Natural language region descriptions
━━━━━━━━━━━━━━━━

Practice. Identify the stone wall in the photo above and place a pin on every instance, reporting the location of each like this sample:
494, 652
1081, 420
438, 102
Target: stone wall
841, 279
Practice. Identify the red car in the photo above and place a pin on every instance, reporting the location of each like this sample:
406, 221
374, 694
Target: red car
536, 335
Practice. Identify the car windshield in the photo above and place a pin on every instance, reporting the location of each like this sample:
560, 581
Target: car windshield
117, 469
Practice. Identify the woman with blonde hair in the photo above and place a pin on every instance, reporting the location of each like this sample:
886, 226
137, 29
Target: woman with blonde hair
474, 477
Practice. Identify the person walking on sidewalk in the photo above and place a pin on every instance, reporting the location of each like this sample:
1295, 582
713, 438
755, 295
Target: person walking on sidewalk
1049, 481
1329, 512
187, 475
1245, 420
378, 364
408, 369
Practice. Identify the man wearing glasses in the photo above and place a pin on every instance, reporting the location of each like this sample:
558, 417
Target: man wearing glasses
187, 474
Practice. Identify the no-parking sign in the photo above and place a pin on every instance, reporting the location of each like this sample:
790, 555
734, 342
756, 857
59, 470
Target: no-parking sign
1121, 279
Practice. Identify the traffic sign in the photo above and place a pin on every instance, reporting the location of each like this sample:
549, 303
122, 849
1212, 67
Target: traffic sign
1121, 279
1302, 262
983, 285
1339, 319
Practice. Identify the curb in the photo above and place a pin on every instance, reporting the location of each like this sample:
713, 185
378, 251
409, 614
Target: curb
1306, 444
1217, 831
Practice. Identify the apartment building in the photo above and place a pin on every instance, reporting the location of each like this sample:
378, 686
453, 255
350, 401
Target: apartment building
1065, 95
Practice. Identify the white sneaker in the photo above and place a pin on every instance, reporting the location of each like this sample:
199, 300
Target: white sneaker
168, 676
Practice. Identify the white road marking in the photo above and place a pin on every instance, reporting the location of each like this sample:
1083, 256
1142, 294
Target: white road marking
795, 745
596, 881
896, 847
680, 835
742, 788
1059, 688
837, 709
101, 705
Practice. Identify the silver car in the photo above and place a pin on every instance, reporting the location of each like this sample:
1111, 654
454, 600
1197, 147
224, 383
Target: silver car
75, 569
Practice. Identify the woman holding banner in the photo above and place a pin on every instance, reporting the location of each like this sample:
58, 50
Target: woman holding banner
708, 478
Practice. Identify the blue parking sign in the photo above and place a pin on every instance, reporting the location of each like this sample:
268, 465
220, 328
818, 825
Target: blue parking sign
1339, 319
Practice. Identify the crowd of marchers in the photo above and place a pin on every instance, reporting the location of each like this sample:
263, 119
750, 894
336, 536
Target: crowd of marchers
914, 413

━━━━━━━━━━━━━━━━

The entries are to be transcribed exactly, each line in full.

Practice. Identify the stone wall in the photo above and place a pin on every instance, reporting the location of each like this sample:
494, 652
1081, 420
438, 102
Target: stone wall
841, 279
Practice. Identify the red car in the photo above and place a pin on every instance, reporting the location of each like this sample:
406, 221
374, 694
Target: red car
536, 335
Practice. Identify the car windshield in the photo above and place a pin on every instance, reporting the location of each like this sample:
560, 581
Target: car windshield
117, 469
Practice. Identify the woman with blonde hair in the photo above and place a pin on every instance, reporting the location of each like this sample:
886, 226
137, 29
Target: woman with blonde hair
474, 477
Practice. Identify the person walking on sidewalk in the photo above and place a pin on every instance, reporting the location of each like this sample:
1295, 582
713, 438
755, 295
Target: person walking on sidewalk
1049, 481
1329, 512
187, 475
1245, 420
378, 364
408, 369
Practice. Identify the man wearing glasses in the photo above and place a pin on every instance, reporting the location of each like this sample:
558, 417
Target: man wearing glasses
187, 474
Practice. Identify the no-parking sign in the photo above and place a pin on every instance, reporting the location of each like this sample:
790, 555
734, 342
756, 857
59, 470
Target: no-parking sign
1121, 279
Practice. Identify the traffic sign in the photo above and place a pin on every instance, reporting the location of each like this sample:
549, 303
122, 849
1212, 67
Target: traffic sign
1121, 279
1302, 262
983, 285
1339, 319
Practice. Identify the curb in the photo above and place a pin on every instance, reporting the location of each like this sample:
713, 185
378, 251
409, 614
Target: curb
1306, 444
1217, 831
Practice. Identify the apartment building in the photo above and place a pin on every instance, reporting the location of each like this sample:
378, 686
453, 255
350, 401
Target: apartment building
1065, 95
Practice. Identify the white sneaker in the photo above and place a pin on every instance, reporting the location of each like this sample:
199, 300
Target: white sneaker
168, 676
Practice. Identify the white road marking in the photo above and place a pin on every instance, reporting the location of each like this sample:
1083, 256
1142, 294
Target: white road marking
795, 745
596, 881
896, 847
680, 835
742, 788
1059, 688
837, 709
101, 705
Practice. Identify the silver car in the photo above and place a pin on every instance, reporting the location of each like this sample:
1111, 654
454, 600
1197, 147
224, 383
Target: silver car
75, 569
Practice. Identify the woman holding banner in the photo above and place a pin on every instance, reporting the location of each like this sample:
58, 50
Target: woman holding banner
708, 478
Practice. Identify the blue parking sign in the photo above and place a pin on every instance, reporting the location of each like this sample:
268, 465
220, 328
818, 825
Target: blue parking sign
1339, 319
Practice. Identify the crowd of marchers in the photo above and place a pin on every instance, reporting the location of each like this sample:
263, 119
750, 894
336, 536
Target: crowd of marchers
914, 413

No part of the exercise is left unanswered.